- _YOUR TASK_
In the items, from the line with "Mark one point on each instance of the front wheel" through the end, change "front wheel" to "rear wheel" and give those lines again with nothing else altered.

- _DATA FOR THIS TASK_
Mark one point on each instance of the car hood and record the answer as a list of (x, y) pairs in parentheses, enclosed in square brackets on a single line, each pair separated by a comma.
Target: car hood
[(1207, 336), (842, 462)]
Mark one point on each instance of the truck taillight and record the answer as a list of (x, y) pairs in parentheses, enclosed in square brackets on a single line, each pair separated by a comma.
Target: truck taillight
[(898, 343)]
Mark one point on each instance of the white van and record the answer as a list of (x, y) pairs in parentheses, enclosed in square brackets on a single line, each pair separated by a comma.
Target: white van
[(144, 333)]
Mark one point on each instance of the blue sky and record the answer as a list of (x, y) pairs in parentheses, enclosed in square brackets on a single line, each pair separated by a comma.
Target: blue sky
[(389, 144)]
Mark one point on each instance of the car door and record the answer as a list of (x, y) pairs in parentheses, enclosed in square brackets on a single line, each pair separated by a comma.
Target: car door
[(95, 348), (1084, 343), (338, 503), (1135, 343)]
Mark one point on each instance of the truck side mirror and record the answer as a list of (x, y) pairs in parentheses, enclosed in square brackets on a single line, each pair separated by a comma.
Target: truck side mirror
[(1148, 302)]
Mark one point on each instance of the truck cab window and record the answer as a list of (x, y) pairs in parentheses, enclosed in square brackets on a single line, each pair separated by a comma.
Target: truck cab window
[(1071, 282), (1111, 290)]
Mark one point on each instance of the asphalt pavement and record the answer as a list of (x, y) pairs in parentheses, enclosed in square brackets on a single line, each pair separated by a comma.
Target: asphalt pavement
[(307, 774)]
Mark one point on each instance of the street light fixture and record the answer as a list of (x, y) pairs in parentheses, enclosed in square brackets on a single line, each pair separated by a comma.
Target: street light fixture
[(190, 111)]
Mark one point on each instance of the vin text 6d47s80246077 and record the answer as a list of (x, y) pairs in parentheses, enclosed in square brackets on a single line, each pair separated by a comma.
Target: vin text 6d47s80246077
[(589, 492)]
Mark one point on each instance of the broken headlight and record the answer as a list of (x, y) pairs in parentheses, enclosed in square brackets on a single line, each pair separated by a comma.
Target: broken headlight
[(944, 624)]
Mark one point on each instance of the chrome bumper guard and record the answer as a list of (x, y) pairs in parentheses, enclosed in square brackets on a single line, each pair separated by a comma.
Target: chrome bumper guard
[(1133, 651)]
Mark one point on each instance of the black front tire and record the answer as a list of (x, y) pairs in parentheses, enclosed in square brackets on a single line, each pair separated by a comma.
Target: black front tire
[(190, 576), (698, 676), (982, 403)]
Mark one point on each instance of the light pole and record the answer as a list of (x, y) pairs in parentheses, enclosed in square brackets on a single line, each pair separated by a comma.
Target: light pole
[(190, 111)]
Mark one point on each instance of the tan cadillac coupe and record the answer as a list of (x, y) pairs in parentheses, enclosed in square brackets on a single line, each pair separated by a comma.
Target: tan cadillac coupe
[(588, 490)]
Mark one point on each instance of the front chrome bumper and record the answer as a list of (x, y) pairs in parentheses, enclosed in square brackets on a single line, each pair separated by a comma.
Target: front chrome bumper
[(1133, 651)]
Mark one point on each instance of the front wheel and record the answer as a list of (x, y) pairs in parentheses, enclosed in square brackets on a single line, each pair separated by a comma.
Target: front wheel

- _RESPONSE TO THE EXERCISE_
Mark one point on each instance of the rear wheel and record the answer as a list of (x, y) pairs in parentheses, enclosed in square brackets on a single line, each pair separated by a comma.
Target: rear wheel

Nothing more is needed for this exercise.